Reproduce only this part of the listing: the line with "Q: Locate the grain", plus every line after it through the last.

===

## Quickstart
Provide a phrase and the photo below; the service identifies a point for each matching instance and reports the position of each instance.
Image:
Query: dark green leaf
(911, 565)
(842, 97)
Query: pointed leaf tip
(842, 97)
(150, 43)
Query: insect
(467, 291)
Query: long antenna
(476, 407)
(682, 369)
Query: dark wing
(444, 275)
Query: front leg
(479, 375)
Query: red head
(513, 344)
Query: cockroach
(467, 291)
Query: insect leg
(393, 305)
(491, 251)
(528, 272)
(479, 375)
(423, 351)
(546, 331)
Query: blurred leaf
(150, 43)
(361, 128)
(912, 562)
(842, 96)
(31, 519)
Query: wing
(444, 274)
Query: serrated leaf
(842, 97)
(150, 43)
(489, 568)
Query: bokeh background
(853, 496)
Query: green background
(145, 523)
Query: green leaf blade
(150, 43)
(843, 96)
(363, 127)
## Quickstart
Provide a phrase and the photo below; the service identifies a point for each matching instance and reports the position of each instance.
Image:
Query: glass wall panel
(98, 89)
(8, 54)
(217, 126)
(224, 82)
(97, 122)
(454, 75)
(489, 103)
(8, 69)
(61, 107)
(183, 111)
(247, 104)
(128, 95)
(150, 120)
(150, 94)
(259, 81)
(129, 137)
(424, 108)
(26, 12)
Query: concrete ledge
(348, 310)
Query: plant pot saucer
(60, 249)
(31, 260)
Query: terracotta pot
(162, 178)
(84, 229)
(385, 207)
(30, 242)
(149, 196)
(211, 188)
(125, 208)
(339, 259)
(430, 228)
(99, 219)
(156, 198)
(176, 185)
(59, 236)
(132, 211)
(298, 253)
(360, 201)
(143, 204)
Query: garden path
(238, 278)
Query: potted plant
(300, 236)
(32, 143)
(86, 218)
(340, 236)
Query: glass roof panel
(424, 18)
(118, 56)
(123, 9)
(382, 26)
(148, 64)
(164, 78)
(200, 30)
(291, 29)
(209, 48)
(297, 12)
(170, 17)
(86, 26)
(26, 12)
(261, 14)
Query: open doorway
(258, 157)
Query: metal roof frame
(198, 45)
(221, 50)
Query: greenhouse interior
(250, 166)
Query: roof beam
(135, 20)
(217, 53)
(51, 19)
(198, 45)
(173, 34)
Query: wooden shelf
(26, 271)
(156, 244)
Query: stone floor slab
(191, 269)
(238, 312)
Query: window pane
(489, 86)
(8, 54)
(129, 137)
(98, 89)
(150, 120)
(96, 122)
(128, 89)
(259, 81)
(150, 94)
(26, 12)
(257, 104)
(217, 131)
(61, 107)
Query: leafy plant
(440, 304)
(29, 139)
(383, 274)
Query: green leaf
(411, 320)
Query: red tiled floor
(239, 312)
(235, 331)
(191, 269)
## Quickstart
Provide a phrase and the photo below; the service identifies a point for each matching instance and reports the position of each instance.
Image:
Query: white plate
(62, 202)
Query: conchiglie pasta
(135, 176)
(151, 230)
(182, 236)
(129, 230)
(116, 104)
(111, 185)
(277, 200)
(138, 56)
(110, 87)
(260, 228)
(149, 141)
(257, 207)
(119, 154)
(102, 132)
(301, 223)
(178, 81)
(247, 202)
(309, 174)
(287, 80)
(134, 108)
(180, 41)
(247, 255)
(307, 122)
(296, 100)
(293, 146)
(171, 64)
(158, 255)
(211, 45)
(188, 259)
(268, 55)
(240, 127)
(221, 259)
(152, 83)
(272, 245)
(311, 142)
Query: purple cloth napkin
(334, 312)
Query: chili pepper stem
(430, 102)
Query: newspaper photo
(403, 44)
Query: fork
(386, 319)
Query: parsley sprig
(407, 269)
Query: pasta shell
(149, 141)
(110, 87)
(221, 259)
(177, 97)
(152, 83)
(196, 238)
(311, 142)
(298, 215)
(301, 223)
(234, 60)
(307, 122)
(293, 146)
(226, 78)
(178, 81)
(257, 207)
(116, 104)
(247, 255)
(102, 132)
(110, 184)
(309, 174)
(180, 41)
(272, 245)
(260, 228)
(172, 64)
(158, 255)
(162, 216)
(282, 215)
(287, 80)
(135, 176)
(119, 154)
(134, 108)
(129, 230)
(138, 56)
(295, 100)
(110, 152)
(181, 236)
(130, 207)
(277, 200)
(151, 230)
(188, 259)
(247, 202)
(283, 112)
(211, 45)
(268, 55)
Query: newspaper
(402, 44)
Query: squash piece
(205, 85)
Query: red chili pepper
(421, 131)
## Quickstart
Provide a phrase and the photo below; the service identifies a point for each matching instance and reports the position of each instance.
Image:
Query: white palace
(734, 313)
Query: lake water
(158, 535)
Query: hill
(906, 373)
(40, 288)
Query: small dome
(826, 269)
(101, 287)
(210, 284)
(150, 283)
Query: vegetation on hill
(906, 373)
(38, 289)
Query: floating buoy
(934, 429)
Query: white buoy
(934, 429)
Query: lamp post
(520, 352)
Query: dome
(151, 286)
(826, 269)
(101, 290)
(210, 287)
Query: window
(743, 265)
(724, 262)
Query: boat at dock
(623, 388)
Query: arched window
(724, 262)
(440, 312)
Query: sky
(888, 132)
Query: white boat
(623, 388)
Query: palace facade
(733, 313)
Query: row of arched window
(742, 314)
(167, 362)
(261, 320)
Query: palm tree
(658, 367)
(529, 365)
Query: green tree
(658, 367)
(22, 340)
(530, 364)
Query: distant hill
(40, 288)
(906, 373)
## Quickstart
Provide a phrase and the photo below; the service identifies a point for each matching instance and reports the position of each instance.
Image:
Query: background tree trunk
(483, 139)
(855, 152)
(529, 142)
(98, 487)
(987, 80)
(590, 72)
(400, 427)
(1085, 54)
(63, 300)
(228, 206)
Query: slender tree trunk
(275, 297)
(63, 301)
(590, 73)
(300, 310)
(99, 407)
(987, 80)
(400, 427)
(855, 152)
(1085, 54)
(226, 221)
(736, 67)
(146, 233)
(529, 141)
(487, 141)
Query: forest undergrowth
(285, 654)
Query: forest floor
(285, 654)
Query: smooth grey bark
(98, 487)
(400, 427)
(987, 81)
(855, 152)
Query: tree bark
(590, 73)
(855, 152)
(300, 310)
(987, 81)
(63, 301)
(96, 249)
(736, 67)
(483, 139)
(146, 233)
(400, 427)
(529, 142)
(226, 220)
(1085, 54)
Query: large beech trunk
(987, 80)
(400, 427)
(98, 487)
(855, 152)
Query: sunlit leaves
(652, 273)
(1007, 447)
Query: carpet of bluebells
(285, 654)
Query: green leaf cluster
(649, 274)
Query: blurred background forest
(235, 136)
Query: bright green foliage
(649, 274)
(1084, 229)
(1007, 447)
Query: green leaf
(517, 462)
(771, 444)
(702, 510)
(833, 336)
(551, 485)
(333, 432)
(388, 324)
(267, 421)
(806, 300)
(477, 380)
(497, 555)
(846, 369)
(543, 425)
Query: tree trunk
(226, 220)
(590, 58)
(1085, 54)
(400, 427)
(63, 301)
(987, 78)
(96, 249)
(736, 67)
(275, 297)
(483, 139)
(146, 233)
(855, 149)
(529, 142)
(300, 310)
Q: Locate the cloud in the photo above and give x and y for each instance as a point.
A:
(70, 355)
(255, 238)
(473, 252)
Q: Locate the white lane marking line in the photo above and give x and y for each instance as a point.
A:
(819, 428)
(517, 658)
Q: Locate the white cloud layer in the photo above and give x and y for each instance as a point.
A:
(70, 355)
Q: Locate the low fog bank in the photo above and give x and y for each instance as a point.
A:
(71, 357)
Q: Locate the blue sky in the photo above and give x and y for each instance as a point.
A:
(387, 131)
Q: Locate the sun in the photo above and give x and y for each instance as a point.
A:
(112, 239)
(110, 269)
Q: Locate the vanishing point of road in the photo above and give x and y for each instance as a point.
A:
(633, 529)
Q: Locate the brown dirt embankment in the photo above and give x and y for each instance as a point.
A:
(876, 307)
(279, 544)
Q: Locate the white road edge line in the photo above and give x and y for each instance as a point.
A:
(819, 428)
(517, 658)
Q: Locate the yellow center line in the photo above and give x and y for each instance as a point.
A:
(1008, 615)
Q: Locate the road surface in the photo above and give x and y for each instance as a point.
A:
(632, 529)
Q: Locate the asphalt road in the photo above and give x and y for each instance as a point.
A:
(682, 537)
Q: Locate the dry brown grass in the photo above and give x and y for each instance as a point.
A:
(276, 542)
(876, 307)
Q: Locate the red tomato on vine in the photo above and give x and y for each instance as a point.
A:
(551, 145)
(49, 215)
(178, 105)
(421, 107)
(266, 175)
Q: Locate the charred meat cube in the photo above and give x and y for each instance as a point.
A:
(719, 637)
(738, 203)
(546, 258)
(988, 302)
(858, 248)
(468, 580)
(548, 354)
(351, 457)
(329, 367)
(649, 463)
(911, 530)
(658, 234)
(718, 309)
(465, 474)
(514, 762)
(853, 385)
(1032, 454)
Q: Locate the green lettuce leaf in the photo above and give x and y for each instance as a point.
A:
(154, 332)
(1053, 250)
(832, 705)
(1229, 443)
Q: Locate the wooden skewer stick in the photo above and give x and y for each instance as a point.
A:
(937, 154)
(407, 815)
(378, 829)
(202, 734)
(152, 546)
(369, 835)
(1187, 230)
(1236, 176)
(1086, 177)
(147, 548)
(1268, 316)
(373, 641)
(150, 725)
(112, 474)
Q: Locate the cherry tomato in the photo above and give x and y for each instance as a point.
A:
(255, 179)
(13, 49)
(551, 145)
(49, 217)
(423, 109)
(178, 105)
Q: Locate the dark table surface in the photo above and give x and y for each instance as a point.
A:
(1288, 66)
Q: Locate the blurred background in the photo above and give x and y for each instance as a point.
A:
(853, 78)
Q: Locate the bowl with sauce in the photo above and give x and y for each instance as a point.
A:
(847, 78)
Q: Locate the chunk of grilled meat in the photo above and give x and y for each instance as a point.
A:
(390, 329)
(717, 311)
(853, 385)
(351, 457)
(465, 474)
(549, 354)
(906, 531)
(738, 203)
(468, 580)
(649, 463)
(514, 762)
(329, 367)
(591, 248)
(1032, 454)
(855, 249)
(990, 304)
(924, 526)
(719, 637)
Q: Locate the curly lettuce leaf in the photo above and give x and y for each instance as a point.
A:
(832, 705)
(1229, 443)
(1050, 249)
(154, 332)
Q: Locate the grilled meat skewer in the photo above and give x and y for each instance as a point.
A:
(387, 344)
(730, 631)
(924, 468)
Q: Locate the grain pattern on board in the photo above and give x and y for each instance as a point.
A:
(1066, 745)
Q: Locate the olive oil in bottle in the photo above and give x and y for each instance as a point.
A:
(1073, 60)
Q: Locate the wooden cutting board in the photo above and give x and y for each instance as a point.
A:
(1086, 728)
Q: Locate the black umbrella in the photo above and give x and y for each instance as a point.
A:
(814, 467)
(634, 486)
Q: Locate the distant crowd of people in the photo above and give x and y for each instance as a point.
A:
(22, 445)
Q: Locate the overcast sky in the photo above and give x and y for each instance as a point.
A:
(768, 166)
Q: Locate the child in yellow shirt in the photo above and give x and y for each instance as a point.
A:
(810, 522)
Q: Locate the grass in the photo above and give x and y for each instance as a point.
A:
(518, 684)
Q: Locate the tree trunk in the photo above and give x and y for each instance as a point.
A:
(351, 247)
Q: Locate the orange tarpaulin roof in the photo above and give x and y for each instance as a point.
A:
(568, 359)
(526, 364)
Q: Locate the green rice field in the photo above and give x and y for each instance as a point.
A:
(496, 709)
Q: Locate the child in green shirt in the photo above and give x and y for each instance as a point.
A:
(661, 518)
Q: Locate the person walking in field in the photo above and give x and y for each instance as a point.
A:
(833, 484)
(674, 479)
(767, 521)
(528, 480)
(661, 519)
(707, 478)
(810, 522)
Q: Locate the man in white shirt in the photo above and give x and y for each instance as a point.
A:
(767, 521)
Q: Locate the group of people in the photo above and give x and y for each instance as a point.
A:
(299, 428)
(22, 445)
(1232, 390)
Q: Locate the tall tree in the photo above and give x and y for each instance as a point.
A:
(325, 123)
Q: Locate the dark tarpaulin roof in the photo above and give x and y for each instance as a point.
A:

===

# Task result
Q: Locate the grain pattern on board in the photo above and give x and y for each instance as a point.
A:
(1066, 745)
Q: Locate the olive oil in bottle in the photo above and give x and y for each instance as a point.
A:
(1073, 60)
Q: Locate the wooden cutting board in the photo above and give x and y for each instance as a point.
A:
(1086, 728)
Q: Locate the black umbrella in the photo above and give x and y for each instance as a point.
A:
(814, 467)
(634, 486)
Q: Locate the distant crowd of people in the photo above and give x and y for each instance as a point.
A:
(22, 445)
Q: Locate the overcast sky in the photo above and give x and y for each instance as a point.
A:
(768, 166)
Q: Locate the child in yellow shirt in the photo above and give x and y for each instance as a point.
A:
(810, 522)
Q: Locate the grass in the photo above and give x and y for each instance as a point.
A:
(518, 684)
Q: Locate the tree trunk in the photo above and give x and y for each instance as a point.
A:
(351, 247)
Q: Locate the orange tarpaulin roof in the photo above and give x and y for each instance as a point.
A:
(568, 359)
(526, 364)
Q: Locate the green rice field in the photo above and give x and y for each instance as a point.
A:
(496, 709)
Q: Locate the child in green shirt in the photo above and give x and y for each instance as a point.
A:
(661, 518)
Q: Locate the person walking in field in the photo above and give x and y for each instance as a point.
A:
(833, 484)
(674, 479)
(767, 521)
(528, 480)
(661, 519)
(707, 478)
(810, 522)
Q: Locate the man in white shirt in the photo above and give x and y for each instance as a point.
A:
(767, 521)
Q: Locate the group of people in the photo above and give x and y for each instance as a point.
A:
(299, 428)
(22, 445)
(1232, 390)
Q: Locate the tall tree in the photo above and give x and y for each instance as a point.
A:
(325, 123)
Q: Locate the dark tarpaulin roof in the photo above and give x and y for each instance as a point.
A:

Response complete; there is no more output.